# Task to complete:
Copy the text below on India's COVID-19 lockdown and its fisheries from "Impacts on fisheries" to "workers are women.", swapping "migrant workers" for "seasonal workers".

# Study text:
================================

On March 25th, India initiated a strict 21-day lockdown, later extended until May 3rd and May 17th. Lockdown measures included school closures, border closure, travel bans, bans on gatherings, and bans on all transportation services except for essential goods. This initial lockdown was assessed as one of the most stringent in the world. It is estimated that around 80% of India’s workforce is informal or semi-formal with minimal social nets or savings to depend on. By the beginning of May, India had registered 33,336 confirmed cases and 1,223 deaths.
Impacts on fisheries and aquaculture: During the 21-day lockdown, fishing was halted due to the closure of storage facilities, markets, and processing plants. On April 9th, India’s Ministry of Home Affairs allowed fishing and aquaculture businesses to pursue their activities under conditions of adequate social distancing. Productivity levels at some shrimp processing plants were said to have been reduced to a third or fifth of their usual capacity. Processing plant operation was already hampered because they relied on migrant workers who make up 50% of the workforce in Andhra Pradesh. Many workers returned to their home states when the lockdown was announced, and are now unable to return to work due to continued restrictions on movement. In the Ernakulam district, Kerala, a fisher representative, stated 95% of factory workers are women.
A wide variety of actors in fisheries and aquaculture have experienced dire economic consequences. The COVID-19 crisis came at a particularly pivotal time for small-scale fishers as diverse spring catches were said to usually be sufficient to guarantee enough income to endure the following monsoon and annual fishing ban period. Thousands of seasonal fishing laborers were reportedly left stranded, unable to go home, and said to be living in terrible conditions. One fisher who was allowed by the government to go back at sea in his traditional non-motorized vehicle with a maximum of five people stated he did not feel safe doing so due to health concerns.

================================

# Record excerpts:
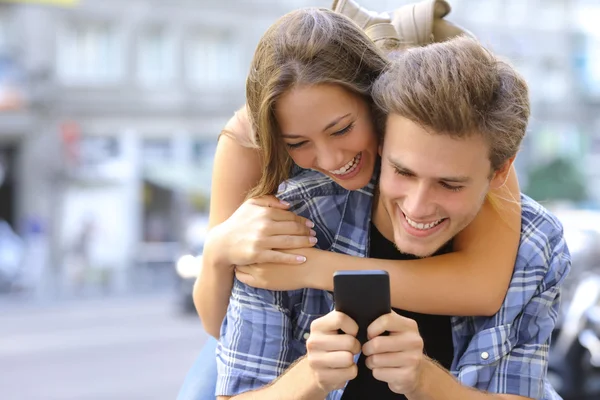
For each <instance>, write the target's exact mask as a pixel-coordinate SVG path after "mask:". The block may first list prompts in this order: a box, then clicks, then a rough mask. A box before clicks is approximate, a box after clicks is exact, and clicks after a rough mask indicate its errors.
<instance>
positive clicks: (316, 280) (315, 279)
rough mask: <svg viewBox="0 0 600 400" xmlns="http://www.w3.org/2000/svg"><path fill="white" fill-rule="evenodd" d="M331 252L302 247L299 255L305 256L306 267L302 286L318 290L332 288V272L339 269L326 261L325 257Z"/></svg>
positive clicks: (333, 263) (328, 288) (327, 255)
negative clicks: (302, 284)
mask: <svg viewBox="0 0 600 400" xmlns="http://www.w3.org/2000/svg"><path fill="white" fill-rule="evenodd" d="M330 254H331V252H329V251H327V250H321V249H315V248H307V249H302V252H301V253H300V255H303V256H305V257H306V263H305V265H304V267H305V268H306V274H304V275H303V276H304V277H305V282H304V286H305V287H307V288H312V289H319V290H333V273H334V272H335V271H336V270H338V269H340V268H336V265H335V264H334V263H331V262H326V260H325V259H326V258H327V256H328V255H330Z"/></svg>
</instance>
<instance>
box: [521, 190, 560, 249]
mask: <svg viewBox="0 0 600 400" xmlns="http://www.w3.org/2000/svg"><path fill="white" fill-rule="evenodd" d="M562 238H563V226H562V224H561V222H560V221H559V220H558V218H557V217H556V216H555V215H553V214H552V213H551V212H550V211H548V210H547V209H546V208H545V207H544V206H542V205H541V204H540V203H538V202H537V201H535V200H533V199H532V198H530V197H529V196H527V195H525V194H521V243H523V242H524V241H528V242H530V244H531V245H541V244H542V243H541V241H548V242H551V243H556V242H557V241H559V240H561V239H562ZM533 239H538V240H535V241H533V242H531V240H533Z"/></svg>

================================

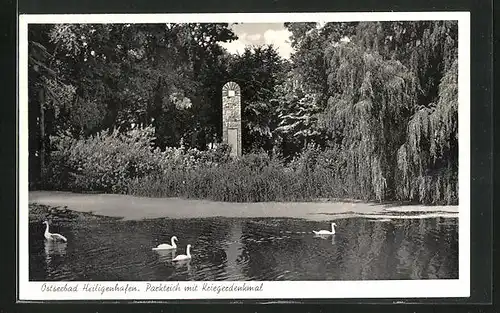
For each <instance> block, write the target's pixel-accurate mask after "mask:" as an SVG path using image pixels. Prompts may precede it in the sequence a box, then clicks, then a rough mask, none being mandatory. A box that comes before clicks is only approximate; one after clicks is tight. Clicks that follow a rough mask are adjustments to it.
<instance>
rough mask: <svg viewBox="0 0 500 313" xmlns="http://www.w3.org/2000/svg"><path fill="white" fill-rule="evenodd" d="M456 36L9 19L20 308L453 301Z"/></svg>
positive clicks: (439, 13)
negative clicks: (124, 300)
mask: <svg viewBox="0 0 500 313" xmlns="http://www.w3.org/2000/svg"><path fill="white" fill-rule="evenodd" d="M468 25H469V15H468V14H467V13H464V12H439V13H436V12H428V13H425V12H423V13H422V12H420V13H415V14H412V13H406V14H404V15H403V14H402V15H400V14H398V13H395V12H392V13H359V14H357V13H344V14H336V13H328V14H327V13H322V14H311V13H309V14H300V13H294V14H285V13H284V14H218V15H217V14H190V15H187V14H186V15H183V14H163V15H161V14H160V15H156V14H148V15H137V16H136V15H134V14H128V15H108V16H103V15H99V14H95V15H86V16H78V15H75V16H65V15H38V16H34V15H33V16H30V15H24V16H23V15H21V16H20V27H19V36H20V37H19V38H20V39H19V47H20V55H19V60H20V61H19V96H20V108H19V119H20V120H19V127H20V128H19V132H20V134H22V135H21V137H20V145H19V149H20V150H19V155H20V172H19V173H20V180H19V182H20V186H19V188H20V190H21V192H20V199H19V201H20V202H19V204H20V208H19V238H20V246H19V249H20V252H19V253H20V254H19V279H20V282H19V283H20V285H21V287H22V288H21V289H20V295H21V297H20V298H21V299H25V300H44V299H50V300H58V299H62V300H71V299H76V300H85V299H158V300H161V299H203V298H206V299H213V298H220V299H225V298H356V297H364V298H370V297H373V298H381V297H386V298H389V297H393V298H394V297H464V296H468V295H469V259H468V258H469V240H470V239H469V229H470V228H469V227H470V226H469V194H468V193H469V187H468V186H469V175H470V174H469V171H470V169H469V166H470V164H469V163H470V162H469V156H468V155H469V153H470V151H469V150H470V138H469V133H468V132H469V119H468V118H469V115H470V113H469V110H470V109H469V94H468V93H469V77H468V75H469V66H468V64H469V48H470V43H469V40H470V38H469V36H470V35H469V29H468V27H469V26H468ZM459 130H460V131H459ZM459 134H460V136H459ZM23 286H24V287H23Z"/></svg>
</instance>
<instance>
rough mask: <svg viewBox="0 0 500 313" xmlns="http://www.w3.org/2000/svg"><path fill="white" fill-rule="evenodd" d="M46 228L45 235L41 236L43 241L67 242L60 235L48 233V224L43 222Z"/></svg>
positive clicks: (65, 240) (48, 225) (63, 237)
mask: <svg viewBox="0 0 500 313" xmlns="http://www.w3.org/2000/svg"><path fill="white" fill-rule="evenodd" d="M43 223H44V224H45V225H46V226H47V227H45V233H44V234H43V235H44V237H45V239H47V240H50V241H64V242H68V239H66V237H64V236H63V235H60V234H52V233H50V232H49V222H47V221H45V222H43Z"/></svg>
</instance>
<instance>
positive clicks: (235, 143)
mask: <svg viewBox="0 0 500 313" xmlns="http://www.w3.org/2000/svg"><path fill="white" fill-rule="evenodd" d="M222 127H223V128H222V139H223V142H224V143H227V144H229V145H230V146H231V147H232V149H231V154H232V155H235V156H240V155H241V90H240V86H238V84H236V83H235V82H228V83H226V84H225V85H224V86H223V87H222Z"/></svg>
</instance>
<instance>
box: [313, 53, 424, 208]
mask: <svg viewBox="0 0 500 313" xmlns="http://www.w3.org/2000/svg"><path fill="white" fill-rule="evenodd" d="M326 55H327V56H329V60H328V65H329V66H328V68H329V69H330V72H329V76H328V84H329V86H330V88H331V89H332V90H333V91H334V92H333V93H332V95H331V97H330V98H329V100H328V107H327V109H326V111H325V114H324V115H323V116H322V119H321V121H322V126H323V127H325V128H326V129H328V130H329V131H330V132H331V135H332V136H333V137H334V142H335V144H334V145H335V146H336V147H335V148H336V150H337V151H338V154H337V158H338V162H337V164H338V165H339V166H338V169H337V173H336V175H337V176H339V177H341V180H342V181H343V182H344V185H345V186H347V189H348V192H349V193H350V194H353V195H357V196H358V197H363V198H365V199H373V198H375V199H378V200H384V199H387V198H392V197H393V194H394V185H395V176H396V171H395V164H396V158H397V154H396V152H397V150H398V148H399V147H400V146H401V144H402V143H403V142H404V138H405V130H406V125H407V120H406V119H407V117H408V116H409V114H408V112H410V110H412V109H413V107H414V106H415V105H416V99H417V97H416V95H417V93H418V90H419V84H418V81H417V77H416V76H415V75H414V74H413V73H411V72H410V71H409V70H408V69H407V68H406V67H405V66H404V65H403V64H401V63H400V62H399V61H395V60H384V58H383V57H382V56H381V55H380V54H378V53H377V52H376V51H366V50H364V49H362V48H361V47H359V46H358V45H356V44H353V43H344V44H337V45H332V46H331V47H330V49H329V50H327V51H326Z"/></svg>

================================

# Task answer:
Impacts on fisheries and aquaculture: During the 21-day lockdown, fishing was halted due to the closure of storage facilities, markets, and processing plants. On April 9th, India’s Ministry of Home Affairs allowed fishing and aquaculture businesses to pursue their activities under conditions of adequate social distancing. Productivity levels at some shrimp processing plants were said to have been reduced to a third or fifth of their usual capacity. Processing plant operation was already hampered because they relied on seasonal workers who make up 50% of the workforce in Andhra Pradesh. Many workers returned to their home states when the lockdown was announced, and are now unable to return to work due to continued restrictions on movement. In the Ernakulam district, Kerala, a fisher representative, stated 95% of factory workers are women.